[Natural language region descriptions]
Content starts

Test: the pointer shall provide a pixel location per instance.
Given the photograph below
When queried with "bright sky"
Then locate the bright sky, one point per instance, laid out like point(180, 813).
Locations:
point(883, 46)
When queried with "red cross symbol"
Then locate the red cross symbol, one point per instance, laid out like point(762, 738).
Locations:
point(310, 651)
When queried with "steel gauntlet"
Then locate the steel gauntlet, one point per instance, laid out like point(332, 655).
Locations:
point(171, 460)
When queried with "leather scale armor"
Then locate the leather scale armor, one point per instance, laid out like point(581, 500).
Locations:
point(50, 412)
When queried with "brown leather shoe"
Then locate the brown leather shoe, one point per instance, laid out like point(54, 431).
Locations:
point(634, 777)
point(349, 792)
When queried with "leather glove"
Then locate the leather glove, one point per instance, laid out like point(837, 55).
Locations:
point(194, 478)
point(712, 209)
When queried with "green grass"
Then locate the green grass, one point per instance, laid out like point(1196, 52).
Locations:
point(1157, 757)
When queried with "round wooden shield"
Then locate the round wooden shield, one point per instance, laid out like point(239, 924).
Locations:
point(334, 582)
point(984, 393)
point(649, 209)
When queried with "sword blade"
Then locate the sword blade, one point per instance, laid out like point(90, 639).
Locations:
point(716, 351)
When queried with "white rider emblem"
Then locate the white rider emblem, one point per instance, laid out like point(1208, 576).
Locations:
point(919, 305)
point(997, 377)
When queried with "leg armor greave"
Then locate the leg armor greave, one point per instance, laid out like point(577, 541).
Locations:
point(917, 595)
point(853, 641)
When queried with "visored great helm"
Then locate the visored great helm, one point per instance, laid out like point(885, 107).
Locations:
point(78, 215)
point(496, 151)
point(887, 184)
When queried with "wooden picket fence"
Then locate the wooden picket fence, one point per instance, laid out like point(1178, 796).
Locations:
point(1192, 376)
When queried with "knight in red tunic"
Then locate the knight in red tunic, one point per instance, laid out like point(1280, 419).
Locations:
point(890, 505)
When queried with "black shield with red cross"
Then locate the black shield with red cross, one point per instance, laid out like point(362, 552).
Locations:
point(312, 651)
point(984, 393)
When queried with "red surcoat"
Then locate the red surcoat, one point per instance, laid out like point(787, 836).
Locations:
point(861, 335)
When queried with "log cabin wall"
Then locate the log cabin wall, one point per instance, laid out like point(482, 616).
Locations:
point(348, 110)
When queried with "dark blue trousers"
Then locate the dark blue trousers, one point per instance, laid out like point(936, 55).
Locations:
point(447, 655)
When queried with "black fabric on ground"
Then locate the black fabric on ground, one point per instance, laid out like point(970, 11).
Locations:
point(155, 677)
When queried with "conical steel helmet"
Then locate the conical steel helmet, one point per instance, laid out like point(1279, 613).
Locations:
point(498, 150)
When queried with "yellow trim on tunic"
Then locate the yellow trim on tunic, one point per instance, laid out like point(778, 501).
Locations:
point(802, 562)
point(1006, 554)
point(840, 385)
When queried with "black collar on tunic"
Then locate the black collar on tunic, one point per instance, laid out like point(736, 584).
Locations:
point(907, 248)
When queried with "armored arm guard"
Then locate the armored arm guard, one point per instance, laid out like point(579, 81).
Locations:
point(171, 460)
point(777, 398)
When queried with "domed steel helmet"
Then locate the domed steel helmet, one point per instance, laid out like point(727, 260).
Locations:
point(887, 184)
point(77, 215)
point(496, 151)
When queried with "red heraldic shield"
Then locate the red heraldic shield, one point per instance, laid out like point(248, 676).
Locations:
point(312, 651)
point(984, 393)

Content ends

This exercise requires that all of the entries be repeated exactly.

Test: the pointer shall provide a pixel location per instance.
Given the photograph below
When queried with "bright sky"
Then locate the bright sky, one point per instance, laid out like point(180, 813).
Locations:
point(883, 46)
When queried with "red cross symbol"
Then locate the red cross symbol, one point per instance, laid out like point(762, 738).
Locations:
point(310, 651)
When queried with "steel gauntlet"
Then locate the steel gauntlet, one point per instance, laid out like point(332, 655).
Locations:
point(171, 460)
When queried with "leather scale armor"
Then locate the leather scale armor, one point per instance, laid out like point(581, 500).
Locations:
point(50, 412)
When queried with "brown leather shoe"
Then locate the brown leather shoe, one point per instance, laid out like point(54, 431).
Locations:
point(634, 777)
point(349, 792)
When queried with "leather glove"
Then locate the leather glove, one point per instance, laid out like point(837, 55).
Locations:
point(194, 478)
point(712, 209)
When queried with "green grass"
Then locate the green grass, one point per instance, laid out like point(1196, 52).
Locations:
point(1157, 757)
When queried with "round wooden shield"
Then locate the round wooden shield, one point per instance, laid out like point(239, 924).
Locations:
point(334, 582)
point(984, 393)
point(649, 209)
When queried with "sword blade"
Then locate the sword blade, one point per instance, laid out like point(90, 639).
Locations:
point(716, 351)
When queried with "white rider emblem"
Then locate the white rider emblem, one point per instance, laid out like point(1208, 576).
Locations:
point(919, 305)
point(997, 377)
When queried with "leg armor greave"
Then locate the leg armor greave, one point per instance, laid out like point(577, 541).
Locations:
point(917, 595)
point(853, 641)
When queried with "visored great helm"
Then locate the visored great helm, one point per instance, laid out like point(885, 107).
Locations:
point(78, 215)
point(496, 151)
point(887, 184)
When queried with "wooden picket fence"
Then locate the wooden picket fence, one point per instance, laid out like point(1178, 796).
Locations:
point(1192, 376)
When queried with "knight in red tunic"
Then locate the knight in red tunic, one point per instance, laid out like point(1280, 419).
Locations:
point(890, 505)
When queried with "black shield with red cross"
Then locate the black shield with red cross, one point per instance, laid out like point(362, 552).
Locations:
point(312, 651)
point(984, 393)
When queried with "red surcoat"
Then locate the red surcoat, one point per instance, laid out like point(787, 836).
Locations:
point(861, 335)
When queried with "log cabin wall"
Then locate the log cabin wall, one point per instance, laid out like point(482, 616).
Locations:
point(348, 110)
When queried with "dark blue trousers"
Then locate the dark blue trousers, one point per instance, laid out like point(936, 55).
Locations:
point(447, 655)
When queried with "black fabric on ground"
Then locate the black fabric on ground, one point per instance, laid out like point(970, 11).
Locations:
point(155, 677)
When queried with "conical steel helmet"
Then locate the conical steel helmet, one point per instance, laid out like point(1279, 613).
Locations:
point(498, 150)
When queried with "yellow trim on tunic"
Then locate the yellow trim on tunic, one point per instance, laid out like point(778, 501).
Locations:
point(802, 562)
point(1006, 554)
point(840, 385)
When queried with "black collar on tunic"
Then locate the black collar on tunic, one point per instance, laid out like point(736, 584).
Locations:
point(907, 248)
When queried with "armored arm guard"
Then locate the armored arm guard, one point per instance, laid out like point(579, 81).
Locations:
point(171, 460)
point(777, 398)
When queried with "domed steel helmet"
Then locate the domed steel helmet, one point per instance, laid out like point(727, 260).
Locations:
point(887, 184)
point(77, 215)
point(496, 151)
When queried with "red heraldic shield"
Then locate the red heraldic shield, one point per instance, laid out like point(248, 676).
Locations:
point(312, 651)
point(984, 393)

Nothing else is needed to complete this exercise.